• _Set problem 1_:
Using the passage on SQL performance monitoring files, answer these questions:
(a) Which SQL Server version is the MetricsNow SQL file intended for?
(b) How many tables does the MetricsHistory SQL file create in the current database?
(c) Which file is the MetricsAlerts SQL file used with?
• _Set problem 2_:
List every SQL file the passage on SQL performance monitoring files names.
• _Set problem 3_:
Write a continuation of the passage on SQL performance monitoring files, starting after its final sentence.

***** Source excerpt

The MetricsNow SQL file is intended for SQL Server 2012 or newer. There are two disabled lines of SQL code to exchange with active lines for use with some prior versions.

The MetricsNow SQL file gathers and examines current values for many performance metrics. There are two parameters near the start of the SQL code to specify how many times the monitoring data will be gathered and how long to wait between each gathering. After the monitoring data has been collected, seven result sets are displayed. The result sets are described below (see MetricsHistory).

It may be beneficial to save a copy of the result sets during a period when the server is functioning normally, even if it's done as a screen shot, so there's a baseline for comparison when something is going wrong later. There are several disabled lines of SQL code to facilitate saving the result sets to tables. There's a disabled block of SQL code to return saved results sets for comparison.

There's a block of SQL code near the top to specify which databases (data files) to monitor for file read/write activity.


--------------
MetricsHistory
--------------

The MetricsHistory SQL file is used to implement a very capable monitoring system to gather and examine historic performance metrics.

The MetricsHistory SQL file is intended for SQL Server 2012 or newer. There are two disabled lines of SQL code to exchange with active lines for use with some prior versions.

The MetricsHistory SQL file creates seven tables and 14 stored procedures in the current database. The tables will contain the collected historic performance data. The tables are populated with four stored procedures. The system was designed to have these four very lightweight stored procedures get executed automatically every few minutes, which is typically done through scheduled SQL Server Agent jobs. The collected historic performance data is examined with nine stored procedures. These stored procedures return nine different result sets, each one focused on different kinds of performance metrics. The collected historic performance data is pruned with one stored procedure.

There's a block of SQL code near the top to specify which databases (data files) to monitor for file read/write activity.

The folks at SquaredUp have created some great visualizations for the collected historic performance data. The visualizations are free, and they work with the free Community Edition of their dashboard creation product! They even created a video to demonstrate using SquaredUp to visualize data collected by SQLFacts (https://squaredup.com/dashboard-gallery/sqlfacts).


-------------
MetricsAlerts
-------------

The MetricsAlerts SQL file is used with MetricsHistory to generate alerts when readings are abnormal.

**********
***** Data excerpts

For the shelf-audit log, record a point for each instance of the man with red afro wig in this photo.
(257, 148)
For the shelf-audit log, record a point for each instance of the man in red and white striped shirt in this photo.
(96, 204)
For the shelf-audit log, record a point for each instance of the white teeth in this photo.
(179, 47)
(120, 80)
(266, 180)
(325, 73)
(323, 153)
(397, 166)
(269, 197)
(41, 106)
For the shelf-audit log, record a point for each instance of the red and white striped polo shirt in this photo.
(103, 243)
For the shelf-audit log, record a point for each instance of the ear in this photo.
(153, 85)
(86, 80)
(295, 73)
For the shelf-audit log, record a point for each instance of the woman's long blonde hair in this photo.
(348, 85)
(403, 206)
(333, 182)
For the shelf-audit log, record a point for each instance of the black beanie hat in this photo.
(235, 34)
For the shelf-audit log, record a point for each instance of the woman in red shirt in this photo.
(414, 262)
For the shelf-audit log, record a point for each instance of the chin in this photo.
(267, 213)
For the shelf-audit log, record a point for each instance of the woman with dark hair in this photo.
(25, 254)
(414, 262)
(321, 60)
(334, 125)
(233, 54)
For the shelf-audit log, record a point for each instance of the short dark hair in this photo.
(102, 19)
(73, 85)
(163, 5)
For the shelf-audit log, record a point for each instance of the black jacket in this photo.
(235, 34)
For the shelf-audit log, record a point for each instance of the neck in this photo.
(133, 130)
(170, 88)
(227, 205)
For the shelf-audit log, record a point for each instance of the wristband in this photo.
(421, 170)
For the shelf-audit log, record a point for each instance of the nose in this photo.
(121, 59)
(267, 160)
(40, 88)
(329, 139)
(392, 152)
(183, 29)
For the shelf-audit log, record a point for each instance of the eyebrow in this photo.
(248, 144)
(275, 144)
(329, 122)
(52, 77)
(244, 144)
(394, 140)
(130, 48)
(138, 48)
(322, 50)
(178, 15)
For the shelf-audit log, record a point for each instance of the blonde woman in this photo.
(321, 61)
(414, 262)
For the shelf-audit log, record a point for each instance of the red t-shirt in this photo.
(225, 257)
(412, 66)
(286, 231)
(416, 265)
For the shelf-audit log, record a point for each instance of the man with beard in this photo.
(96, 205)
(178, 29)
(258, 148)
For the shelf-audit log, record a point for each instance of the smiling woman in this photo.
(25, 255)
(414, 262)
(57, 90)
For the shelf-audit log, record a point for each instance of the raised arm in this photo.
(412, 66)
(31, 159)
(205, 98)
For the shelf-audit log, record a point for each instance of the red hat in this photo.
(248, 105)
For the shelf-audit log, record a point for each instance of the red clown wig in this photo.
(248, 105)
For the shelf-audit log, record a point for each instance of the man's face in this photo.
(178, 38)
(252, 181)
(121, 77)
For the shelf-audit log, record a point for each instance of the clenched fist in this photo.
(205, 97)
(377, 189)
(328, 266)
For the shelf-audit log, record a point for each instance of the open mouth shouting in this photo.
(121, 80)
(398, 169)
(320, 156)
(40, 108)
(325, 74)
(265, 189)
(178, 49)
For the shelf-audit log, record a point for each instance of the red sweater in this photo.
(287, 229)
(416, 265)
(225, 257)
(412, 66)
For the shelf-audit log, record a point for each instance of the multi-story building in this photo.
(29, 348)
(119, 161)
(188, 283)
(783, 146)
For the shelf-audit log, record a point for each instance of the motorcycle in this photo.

**********

• _Written answer 1_:
(a) SQL Server 2012 or newer.
(b) Seven.
(c) MetricsHistory.

• _Written answer 2_:
MetricsNow, MetricsHistory, MetricsAlerts

• _Written answer 3_:
The MetricsAlerts SQL file creates one stored procedure (SendAlertMessages) in the current database. The stored procedure has been separated from the others because adjustments/deployments may happen after monitoring has been established.

The system looks at previous readings in two groups to determine abnormality.
Group 1 is the last several readings, roughly during the last hour.
Group 2 is the readings from the same time of day for the last week.
The system calculates a mean and standard deviation for each group. If the current reading is within X standard deviations of the mean for either group then it's considered normal.

There are two variables (one for each group) near the start of the SQL code to specify how abnormal readings must be before they cause an alert.
The values represent how many standard deviations away from the mean before a reading is considered abnormal.
The values can be increased for less alerts.
The values can be decreased for more alerts.

The stored procedure uses sp_send_dbmail to send alert messages. The SQL code MUST be modified to use an appropriate profile name and recipient list.

The stored procedure should be scheduled to run automatically along with the stored procedures to gather monitoring data.


--------------------------------------------------------------------------
There are four MetricsHistory stored procedures to gather monitoring data.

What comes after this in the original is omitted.